▸ **Extrait fourni**
---+---
Le 13 mai, Ariane Bouchard, infirmière, rencontre Charles Boulanger, représentant syndical pour la FIQ au CSSS Sud-Ouest-Verdun. Elle lui explique les objectifs de la création du comité de mobilisation et l'informe de la volonté du comité de collaborer avec le syndicat, volonté aussi exprimée dans le tract d'invitation à la réunion. L'ordre du jour de la réunion est remis à M. Boulanger. Il est ensuite affiché sans aucune modification. Entre cette rencontre et la première réunion du comité le lundi 24 mai 2010, ni les représentants de la FIQ, ni ceux de la CSN ne nous contactent même si nos coordonnées sont à leur disposition.
Le 24 mai, la première réunion du comité de mobilisation s'est tenue dans la salle de repos au sous-sol. Quelques employés de l'entretien sont présents pour cette rencontre initiale. Lors de notre mobilisation et durant cette réunion, plusieurs travailleurs ont manifesté qu'une telle initiative répondait à un réel besoin et ont montré de l'enthousiasme à ce que «quelque chose» se passe enfin, peu importe qu’il soit amorcé par le syndicat ou par des collègues. Cependant, l'ambiance change lors de l'arrivée des représentants syndicaux. Nous tenons particulièrement à déplorer l'attitude d'intimidation manifestée par 3 représentants de la CSN, dont Guignard Elina et Denise Provost, qui ont refusé de s'asseoir même après que nous leur en avions explicitement fait la demande, en spécifiant que nous trouvions intimidant qu'ils soient debout alors que tous les travailleurs étaient assis. Ils ont de plus ignoré les tours de parole, interrompant les autres ou chuchotant entre eux pendant que d'autres parlaient. Peu importe leurs arguments contre ce comité de mobilisation, ce manque de respect n'a pas sa place dans un débat politique.
---+---
▸ **Données fournies**
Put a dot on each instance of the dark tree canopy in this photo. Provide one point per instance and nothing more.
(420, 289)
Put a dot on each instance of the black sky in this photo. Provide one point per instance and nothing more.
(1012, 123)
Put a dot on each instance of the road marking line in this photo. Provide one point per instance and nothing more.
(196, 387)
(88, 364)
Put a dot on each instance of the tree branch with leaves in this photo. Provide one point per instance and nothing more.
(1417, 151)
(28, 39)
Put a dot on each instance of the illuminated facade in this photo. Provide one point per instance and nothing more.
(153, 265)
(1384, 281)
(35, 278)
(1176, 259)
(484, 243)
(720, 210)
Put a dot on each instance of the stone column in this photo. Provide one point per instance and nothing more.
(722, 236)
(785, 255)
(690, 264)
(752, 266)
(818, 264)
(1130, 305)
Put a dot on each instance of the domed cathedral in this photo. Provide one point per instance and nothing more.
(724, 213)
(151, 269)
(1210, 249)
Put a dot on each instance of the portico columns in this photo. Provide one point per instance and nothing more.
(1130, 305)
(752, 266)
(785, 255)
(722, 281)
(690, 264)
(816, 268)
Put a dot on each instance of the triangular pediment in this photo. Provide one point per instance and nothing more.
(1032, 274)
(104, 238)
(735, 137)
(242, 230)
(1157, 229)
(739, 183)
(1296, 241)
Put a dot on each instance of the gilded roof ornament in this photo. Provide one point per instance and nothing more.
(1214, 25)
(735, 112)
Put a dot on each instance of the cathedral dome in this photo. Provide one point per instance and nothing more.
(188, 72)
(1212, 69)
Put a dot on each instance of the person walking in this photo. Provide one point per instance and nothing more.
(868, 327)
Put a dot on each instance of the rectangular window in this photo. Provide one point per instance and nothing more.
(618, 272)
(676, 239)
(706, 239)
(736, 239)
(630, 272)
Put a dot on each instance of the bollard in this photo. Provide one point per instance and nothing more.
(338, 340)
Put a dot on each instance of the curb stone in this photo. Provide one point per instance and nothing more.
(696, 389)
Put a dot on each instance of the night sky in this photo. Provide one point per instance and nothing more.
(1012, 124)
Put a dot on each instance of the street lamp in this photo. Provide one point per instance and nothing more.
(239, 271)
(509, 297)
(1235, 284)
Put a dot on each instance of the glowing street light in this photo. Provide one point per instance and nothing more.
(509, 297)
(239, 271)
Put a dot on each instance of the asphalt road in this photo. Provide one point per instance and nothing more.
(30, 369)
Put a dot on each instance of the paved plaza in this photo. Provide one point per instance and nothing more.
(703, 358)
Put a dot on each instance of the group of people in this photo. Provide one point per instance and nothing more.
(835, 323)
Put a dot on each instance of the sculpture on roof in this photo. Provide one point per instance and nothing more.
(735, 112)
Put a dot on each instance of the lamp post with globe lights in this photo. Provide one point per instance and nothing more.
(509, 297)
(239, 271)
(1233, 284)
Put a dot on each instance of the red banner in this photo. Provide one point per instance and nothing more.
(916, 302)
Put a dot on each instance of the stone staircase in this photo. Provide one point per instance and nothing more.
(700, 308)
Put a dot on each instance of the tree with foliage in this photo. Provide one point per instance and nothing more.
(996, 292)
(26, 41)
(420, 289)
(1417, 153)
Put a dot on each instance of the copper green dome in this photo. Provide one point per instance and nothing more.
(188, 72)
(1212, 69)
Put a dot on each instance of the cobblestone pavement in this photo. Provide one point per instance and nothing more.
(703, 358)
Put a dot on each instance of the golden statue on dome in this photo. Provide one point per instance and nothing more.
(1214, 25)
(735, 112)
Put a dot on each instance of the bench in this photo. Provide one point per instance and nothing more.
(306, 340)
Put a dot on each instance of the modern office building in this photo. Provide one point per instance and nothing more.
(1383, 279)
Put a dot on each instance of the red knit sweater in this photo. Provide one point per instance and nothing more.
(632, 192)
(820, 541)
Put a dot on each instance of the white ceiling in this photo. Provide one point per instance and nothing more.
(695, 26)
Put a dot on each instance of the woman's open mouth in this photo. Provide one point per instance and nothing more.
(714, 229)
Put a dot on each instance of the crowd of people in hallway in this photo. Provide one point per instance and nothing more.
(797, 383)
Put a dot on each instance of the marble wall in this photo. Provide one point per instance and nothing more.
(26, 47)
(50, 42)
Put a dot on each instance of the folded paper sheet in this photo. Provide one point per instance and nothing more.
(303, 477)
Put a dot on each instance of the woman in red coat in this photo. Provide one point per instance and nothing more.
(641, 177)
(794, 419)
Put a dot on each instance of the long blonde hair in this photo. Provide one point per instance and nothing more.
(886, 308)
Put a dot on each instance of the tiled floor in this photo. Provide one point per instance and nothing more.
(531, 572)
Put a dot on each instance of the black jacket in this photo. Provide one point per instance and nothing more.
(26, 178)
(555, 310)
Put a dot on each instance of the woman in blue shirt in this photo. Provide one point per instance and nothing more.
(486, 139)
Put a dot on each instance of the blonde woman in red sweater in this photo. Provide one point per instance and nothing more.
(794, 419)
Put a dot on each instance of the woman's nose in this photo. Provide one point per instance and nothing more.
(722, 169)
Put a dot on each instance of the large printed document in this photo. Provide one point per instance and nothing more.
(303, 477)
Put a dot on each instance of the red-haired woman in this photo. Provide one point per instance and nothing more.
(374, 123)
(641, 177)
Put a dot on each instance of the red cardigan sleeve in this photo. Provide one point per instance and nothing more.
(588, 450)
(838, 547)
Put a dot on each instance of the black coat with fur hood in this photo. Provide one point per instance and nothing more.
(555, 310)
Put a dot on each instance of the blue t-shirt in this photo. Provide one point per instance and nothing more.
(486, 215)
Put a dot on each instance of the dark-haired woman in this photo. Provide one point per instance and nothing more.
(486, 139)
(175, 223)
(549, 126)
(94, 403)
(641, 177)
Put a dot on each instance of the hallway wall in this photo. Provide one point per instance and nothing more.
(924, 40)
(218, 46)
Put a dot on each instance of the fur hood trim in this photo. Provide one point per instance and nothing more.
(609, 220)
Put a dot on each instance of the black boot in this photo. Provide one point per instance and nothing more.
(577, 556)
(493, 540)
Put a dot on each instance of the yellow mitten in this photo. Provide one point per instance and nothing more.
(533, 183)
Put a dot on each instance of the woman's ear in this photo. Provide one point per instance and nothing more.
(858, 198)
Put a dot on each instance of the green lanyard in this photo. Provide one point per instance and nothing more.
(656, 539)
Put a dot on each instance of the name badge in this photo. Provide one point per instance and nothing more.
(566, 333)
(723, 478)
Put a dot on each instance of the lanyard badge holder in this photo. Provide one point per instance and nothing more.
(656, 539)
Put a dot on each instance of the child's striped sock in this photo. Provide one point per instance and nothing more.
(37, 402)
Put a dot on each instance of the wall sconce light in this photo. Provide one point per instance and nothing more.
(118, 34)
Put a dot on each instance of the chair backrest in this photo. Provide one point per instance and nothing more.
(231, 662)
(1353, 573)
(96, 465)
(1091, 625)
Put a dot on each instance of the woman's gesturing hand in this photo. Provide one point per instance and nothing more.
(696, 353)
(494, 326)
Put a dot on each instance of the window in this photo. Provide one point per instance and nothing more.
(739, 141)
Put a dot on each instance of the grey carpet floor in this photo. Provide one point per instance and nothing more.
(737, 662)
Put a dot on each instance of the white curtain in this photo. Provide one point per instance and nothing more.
---+---
▸ **Série de tâches**
[a] Recopiez le passage de l'extrait sur le comité de mobilisation depuis « Le 13 mai, Ariane » jusqu'à « à leur disposition. » inclus.
[b] Répondez à ces questions d'après l'extrait sur le comité de mobilisation.
(i) À quelle date la première réunion du comité a-t-elle eu lieu ?
(ii) Dans quelle salle cette réunion s'est-elle tenue ?
(iii) Combien de représentants de la CSN ont refusé de s'asseoir ?
[c] Selon l'extrait sur le comité de mobilisation, pourquoi a-t-on demandé aux représentants de la CSN de s'asseoir ?
Ces données proviennent d'une autre source que l'extrait sur le comité de mobilisation.

▸ **Réponses complètes**
[a]
Le 13 mai, Ariane Bouchard, infirmière, rencontre Charles Boulanger, représentant syndical pour la FIQ au CSSS Sud-Ouest-Verdun. Elle lui explique les objectifs de la création du comité de mobilisation et l'informe de la volonté du comité de collaborer avec le syndicat, volonté aussi exprimée dans le tract d'invitation à la réunion. L'ordre du jour de la réunion est remis à M. Boulanger. Il est ensuite affiché sans aucune modification. Entre cette rencontre et la première réunion du comité le lundi 24 mai 2010, ni les représentants de la FIQ, ni ceux de la CSN ne nous contactent même si nos coordonnées sont à leur disposition.

[b]
(i) Le lundi 24 mai 2010.
(ii) Dans la salle de repos au sous-sol.
(iii) Trois représentants.

[c] On le leur a demandé parce que les membres du comité trouvaient intimidant que ces représentants restent debout alors que tous les travailleurs étaient assis.